A verbatim reprint of the records below is what this exercise asks for.

[Collection entries]
────────────────────────────────────────

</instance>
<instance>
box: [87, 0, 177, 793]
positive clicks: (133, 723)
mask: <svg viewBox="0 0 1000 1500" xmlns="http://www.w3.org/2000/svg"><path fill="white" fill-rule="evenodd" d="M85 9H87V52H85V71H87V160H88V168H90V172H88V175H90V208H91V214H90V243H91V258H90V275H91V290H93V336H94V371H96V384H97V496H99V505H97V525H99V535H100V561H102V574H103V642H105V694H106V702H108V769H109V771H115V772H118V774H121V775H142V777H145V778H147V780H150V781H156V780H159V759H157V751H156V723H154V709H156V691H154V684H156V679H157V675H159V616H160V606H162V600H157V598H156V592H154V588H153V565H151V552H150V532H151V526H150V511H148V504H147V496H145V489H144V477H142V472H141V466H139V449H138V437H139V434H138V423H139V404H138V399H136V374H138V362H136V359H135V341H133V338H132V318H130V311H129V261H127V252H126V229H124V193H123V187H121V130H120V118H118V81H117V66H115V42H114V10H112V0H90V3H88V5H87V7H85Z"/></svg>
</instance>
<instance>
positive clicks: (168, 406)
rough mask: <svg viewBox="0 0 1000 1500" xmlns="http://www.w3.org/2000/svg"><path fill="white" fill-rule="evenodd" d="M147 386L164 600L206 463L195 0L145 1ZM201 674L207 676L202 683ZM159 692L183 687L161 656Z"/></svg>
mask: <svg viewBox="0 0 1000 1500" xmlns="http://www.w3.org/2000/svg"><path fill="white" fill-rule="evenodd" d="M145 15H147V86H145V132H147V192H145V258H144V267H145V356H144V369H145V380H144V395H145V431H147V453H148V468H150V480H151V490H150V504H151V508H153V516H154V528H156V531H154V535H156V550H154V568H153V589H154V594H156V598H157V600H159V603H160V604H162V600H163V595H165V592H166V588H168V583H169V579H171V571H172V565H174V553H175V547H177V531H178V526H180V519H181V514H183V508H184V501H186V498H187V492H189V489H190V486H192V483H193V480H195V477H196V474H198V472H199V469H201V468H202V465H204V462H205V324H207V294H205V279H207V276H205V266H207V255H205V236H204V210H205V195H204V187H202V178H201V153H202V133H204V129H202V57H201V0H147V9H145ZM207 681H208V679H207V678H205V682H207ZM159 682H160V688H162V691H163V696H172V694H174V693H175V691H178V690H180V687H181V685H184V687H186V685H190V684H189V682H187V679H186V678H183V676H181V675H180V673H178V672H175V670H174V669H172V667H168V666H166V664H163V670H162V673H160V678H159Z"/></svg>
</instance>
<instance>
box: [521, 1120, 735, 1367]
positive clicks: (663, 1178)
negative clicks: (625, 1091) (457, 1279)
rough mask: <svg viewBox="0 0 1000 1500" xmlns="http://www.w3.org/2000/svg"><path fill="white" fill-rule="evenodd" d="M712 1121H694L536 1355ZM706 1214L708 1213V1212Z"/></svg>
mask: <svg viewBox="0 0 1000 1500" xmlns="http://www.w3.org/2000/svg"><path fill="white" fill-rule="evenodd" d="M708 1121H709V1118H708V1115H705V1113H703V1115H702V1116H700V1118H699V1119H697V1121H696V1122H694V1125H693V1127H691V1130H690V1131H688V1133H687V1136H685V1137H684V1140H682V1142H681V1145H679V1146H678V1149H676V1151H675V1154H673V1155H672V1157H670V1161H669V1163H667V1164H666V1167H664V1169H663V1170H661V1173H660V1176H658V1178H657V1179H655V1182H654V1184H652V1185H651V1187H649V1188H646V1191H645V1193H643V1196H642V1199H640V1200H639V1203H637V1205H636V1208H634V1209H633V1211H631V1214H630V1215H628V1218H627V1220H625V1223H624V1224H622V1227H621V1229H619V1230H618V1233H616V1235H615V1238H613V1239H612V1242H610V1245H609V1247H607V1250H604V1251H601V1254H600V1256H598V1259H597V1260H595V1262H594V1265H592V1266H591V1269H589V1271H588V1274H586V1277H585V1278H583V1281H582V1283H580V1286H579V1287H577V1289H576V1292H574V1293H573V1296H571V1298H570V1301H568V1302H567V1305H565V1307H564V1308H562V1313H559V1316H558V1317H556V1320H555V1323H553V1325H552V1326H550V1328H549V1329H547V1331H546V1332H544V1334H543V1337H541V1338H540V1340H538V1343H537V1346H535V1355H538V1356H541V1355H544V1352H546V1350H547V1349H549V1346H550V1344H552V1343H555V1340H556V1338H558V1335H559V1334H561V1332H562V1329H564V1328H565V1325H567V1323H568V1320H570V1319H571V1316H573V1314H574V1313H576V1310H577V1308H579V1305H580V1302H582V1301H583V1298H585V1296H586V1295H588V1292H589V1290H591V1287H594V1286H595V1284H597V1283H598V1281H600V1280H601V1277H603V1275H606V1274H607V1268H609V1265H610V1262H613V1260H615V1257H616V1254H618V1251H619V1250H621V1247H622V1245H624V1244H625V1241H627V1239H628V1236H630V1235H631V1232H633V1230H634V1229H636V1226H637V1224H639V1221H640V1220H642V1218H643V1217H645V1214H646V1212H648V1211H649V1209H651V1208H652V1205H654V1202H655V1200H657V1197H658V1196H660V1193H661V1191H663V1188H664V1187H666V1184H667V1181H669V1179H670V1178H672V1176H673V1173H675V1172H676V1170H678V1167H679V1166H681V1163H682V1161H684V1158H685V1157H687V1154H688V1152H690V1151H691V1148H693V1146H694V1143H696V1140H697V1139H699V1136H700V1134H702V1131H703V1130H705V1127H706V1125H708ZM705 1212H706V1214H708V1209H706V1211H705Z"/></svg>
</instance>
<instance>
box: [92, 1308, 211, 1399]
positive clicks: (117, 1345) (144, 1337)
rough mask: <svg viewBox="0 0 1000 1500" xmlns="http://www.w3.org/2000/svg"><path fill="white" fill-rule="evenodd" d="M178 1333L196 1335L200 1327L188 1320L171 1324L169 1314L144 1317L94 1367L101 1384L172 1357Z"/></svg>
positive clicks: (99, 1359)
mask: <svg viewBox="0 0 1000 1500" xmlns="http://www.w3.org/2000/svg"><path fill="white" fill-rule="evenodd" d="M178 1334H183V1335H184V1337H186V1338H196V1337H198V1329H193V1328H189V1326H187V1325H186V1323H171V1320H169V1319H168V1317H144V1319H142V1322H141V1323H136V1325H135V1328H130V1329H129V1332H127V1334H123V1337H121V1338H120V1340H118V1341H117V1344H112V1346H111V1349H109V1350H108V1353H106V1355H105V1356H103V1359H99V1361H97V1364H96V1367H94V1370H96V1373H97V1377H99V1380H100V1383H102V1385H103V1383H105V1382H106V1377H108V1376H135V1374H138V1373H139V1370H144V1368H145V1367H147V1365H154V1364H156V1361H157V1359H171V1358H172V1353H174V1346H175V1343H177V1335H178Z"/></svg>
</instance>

────────────────────────────────────────

# EXERCISE RESPONSE
</instance>
<instance>
box: [87, 0, 177, 793]
positive clicks: (133, 723)
mask: <svg viewBox="0 0 1000 1500" xmlns="http://www.w3.org/2000/svg"><path fill="white" fill-rule="evenodd" d="M85 9H87V52H85V71H87V160H88V168H90V172H88V175H90V208H91V214H90V243H91V258H90V275H91V290H93V336H94V371H96V384H97V496H99V505H97V525H99V535H100V561H102V574H103V642H105V694H106V702H108V769H109V771H115V772H118V774H121V775H142V777H145V778H147V780H150V781H156V780H159V759H157V751H156V723H154V709H156V691H154V684H156V679H157V675H159V616H160V606H162V600H157V598H156V592H154V588H153V565H151V552H150V532H151V526H150V511H148V504H147V496H145V489H144V477H142V472H141V466H139V449H138V437H139V434H138V423H139V404H138V399H136V374H138V362H136V359H135V341H133V338H132V318H130V311H129V261H127V252H126V229H124V193H123V187H121V130H120V118H118V81H117V66H115V42H114V10H112V0H90V3H88V5H87V7H85Z"/></svg>
</instance>
<instance>
positive clicks: (168, 406)
rough mask: <svg viewBox="0 0 1000 1500" xmlns="http://www.w3.org/2000/svg"><path fill="white" fill-rule="evenodd" d="M147 386L164 600L206 463L195 0L145 1ZM201 674L207 676L202 683ZM159 692L183 687L161 656Z"/></svg>
mask: <svg viewBox="0 0 1000 1500" xmlns="http://www.w3.org/2000/svg"><path fill="white" fill-rule="evenodd" d="M145 15H147V86H145V132H147V192H145V258H144V267H145V356H144V369H145V380H144V395H145V431H147V453H148V468H150V480H151V490H150V504H151V508H153V516H154V528H156V531H154V535H156V550H154V568H153V589H154V594H156V598H157V600H159V603H160V604H162V600H163V595H165V592H166V588H168V583H169V579H171V571H172V565H174V553H175V547H177V531H178V526H180V519H181V514H183V508H184V501H186V498H187V492H189V489H190V486H192V483H193V480H195V477H196V474H198V472H199V469H201V468H202V465H204V462H205V324H207V294H205V279H207V276H205V266H207V255H205V236H204V210H205V195H204V187H202V178H201V153H202V133H204V129H202V57H201V0H147V9H145ZM207 681H208V679H207V678H205V682H207ZM159 682H160V688H162V691H163V696H172V694H174V693H175V691H178V690H180V687H181V685H184V687H186V685H190V684H189V682H187V679H186V678H183V676H181V675H180V673H178V672H175V670H174V669H172V667H168V666H166V664H163V670H162V673H160V678H159Z"/></svg>
</instance>
<instance>
box: [521, 1120, 735, 1367]
positive clicks: (663, 1178)
negative clicks: (625, 1091) (457, 1279)
rough mask: <svg viewBox="0 0 1000 1500" xmlns="http://www.w3.org/2000/svg"><path fill="white" fill-rule="evenodd" d="M712 1121H694L536 1355ZM706 1214L708 1213V1212Z"/></svg>
mask: <svg viewBox="0 0 1000 1500" xmlns="http://www.w3.org/2000/svg"><path fill="white" fill-rule="evenodd" d="M708 1121H709V1118H708V1115H705V1113H703V1115H702V1116H700V1118H699V1119H697V1121H696V1122H694V1125H693V1127H691V1130H690V1131H688V1133H687V1136H685V1137H684V1140H682V1142H681V1145H679V1146H678V1149H676V1151H675V1154H673V1155H672V1157H670V1161H669V1163H667V1164H666V1167H664V1169H663V1170H661V1173H660V1176H658V1178H657V1179H655V1182H654V1184H652V1185H651V1187H649V1188H646V1191H645V1193H643V1196H642V1199H640V1200H639V1203H637V1205H636V1208H634V1209H633V1211H631V1214H630V1215H628V1218H627V1220H625V1223H624V1224H622V1227H621V1229H619V1230H618V1233H616V1235H615V1238H613V1239H612V1242H610V1245H609V1247H607V1250H604V1251H601V1254H600V1256H598V1259H597V1260H595V1262H594V1265H592V1266H591V1269H589V1271H588V1274H586V1277H585V1278H583V1281H582V1283H580V1286H579V1287H577V1289H576V1292H574V1293H573V1296H571V1298H570V1301H568V1302H567V1305H565V1307H564V1308H562V1313H559V1316H558V1317H556V1320H555V1323H553V1325H552V1326H550V1328H549V1329H547V1331H546V1332H544V1334H543V1337H541V1338H540V1340H538V1343H537V1346H535V1355H538V1356H541V1355H544V1352H546V1350H547V1349H549V1346H550V1344H552V1343H555V1340H556V1338H558V1335H559V1334H561V1332H562V1329H564V1328H565V1325H567V1323H568V1320H570V1319H571V1316H573V1314H574V1313H576V1310H577V1308H579V1305H580V1302H582V1301H583V1298H585V1296H586V1295H588V1292H589V1290H591V1287H594V1286H595V1284H597V1283H598V1281H600V1280H601V1277H603V1275H606V1274H607V1268H609V1265H610V1262H613V1260H615V1257H616V1254H618V1251H619V1250H621V1247H622V1245H624V1244H625V1241H627V1239H628V1236H630V1235H631V1232H633V1230H634V1229H636V1226H637V1224H639V1221H640V1220H642V1218H643V1217H645V1214H646V1212H648V1211H649V1209H651V1208H652V1205H654V1202H655V1200H657V1197H658V1196H660V1193H661V1191H663V1188H664V1187H666V1184H667V1181H669V1179H670V1178H672V1176H673V1173H675V1172H676V1170H678V1167H679V1166H681V1163H682V1161H684V1158H685V1157H687V1154H688V1152H690V1151H691V1148H693V1146H694V1143H696V1140H697V1139H699V1136H700V1134H702V1131H703V1130H705V1127H706V1125H708ZM705 1212H706V1214H708V1209H706V1211H705Z"/></svg>
</instance>
<instance>
box: [92, 1308, 211, 1399]
positive clicks: (117, 1345) (144, 1337)
rough mask: <svg viewBox="0 0 1000 1500" xmlns="http://www.w3.org/2000/svg"><path fill="white" fill-rule="evenodd" d="M178 1333L196 1335L200 1327L188 1320L171 1324L169 1314L144 1317L94 1367L101 1384L172 1357Z"/></svg>
positive clicks: (99, 1359)
mask: <svg viewBox="0 0 1000 1500" xmlns="http://www.w3.org/2000/svg"><path fill="white" fill-rule="evenodd" d="M178 1334H183V1335H184V1337H186V1338H196V1337H198V1329H193V1328H189V1326H187V1325H186V1323H171V1320H169V1319H168V1317H144V1319H142V1322H141V1323H136V1325H135V1328H130V1329H129V1332H127V1334H123V1337H121V1338H120V1340H118V1341H117V1344H112V1346H111V1349H109V1350H108V1353H106V1355H105V1356H103V1359H99V1361H97V1364H96V1367H94V1370H96V1373H97V1377H99V1380H100V1383H102V1385H103V1383H105V1382H106V1377H108V1376H135V1374H138V1373H139V1370H144V1368H145V1367H147V1365H154V1364H156V1361H157V1359H171V1358H172V1353H174V1346H175V1343H177V1335H178Z"/></svg>
</instance>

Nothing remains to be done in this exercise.